■ **TRECHO DO TEXTO**:
* * *
Só que, na prática, a história é outra. Existem avanços, sim. Mas também há muitos buracos — especialmente na fiscalização e no acompanhamento dos números. Empresas cumprem metas no papel, mas pouco se vê de retorno efetivo. Muitos consumidores nem sabem que podem (e devem) devolver produtos para o descarte correto. E a infraestrutura ainda engatinha em boa parte do país.

Então, vamos aos fatos. Como anda, de verdade, a logística reversa no Brasil? O que os dados revelam? E o mais importante: onde estão os gargalos — e as boas surpresas — desse sistema que promete transformar lixo em recurso?

 

O que os dados oficiais revelam (e o que escondem)
* * *
■ **OBJETIVO**: No trecho sobre a logística reversa no Brasil, em que pontos há muitos buracos? Os dados abaixo são um material à parte, independente do trecho.
* * *
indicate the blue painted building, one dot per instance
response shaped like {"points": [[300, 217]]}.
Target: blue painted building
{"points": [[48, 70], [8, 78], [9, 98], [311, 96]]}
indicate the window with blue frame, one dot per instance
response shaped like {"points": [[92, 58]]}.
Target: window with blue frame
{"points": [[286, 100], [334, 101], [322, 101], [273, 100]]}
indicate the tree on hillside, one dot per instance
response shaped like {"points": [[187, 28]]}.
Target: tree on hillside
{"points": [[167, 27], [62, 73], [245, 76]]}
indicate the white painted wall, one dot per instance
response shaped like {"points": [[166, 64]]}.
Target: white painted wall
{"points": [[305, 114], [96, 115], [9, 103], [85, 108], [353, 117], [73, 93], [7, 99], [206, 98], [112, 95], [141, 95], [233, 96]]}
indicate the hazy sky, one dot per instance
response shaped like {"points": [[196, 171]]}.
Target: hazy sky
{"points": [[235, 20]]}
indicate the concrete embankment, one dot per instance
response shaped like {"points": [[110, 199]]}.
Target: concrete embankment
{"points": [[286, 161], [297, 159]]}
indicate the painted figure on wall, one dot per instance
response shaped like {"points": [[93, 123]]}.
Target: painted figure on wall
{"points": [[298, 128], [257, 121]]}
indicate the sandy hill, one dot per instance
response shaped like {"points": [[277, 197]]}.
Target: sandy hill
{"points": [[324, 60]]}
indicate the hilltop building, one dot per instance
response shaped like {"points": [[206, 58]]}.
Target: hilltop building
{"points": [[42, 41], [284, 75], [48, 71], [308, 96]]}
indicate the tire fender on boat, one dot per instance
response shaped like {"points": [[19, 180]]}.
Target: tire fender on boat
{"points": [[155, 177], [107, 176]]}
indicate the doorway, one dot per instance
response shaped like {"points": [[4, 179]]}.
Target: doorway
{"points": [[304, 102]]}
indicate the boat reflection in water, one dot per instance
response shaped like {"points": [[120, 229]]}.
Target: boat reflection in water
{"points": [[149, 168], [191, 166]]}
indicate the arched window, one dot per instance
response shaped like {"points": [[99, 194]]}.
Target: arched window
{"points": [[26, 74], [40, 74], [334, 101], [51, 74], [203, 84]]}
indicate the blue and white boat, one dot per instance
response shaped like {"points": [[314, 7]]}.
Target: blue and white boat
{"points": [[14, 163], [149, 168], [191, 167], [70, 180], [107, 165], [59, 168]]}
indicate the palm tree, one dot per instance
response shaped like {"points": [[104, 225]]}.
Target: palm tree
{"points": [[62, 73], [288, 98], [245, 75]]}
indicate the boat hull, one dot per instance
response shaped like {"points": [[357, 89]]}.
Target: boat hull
* * *
■ **EXERCÍCIO RESOLVIDO**: Especialmente na fiscalização e no acompanhamento dos números.